> [What to do]:
Write out the listing below in full, request lines included, multiplying every coordinate in the answer points by 0.5 and rounding to whole numbers, with halves rounded up.

::::::

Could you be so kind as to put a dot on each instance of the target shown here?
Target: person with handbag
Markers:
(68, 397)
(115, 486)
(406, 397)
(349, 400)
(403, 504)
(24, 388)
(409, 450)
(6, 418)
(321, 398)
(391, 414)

::::::

> [Response]:
Could you be so kind as to put a dot on each instance of the target shown here?
Target: person with handbag
Markers:
(34, 199)
(58, 243)
(203, 199)
(175, 200)
(202, 252)
(12, 194)
(205, 225)
(3, 209)
(161, 199)
(196, 207)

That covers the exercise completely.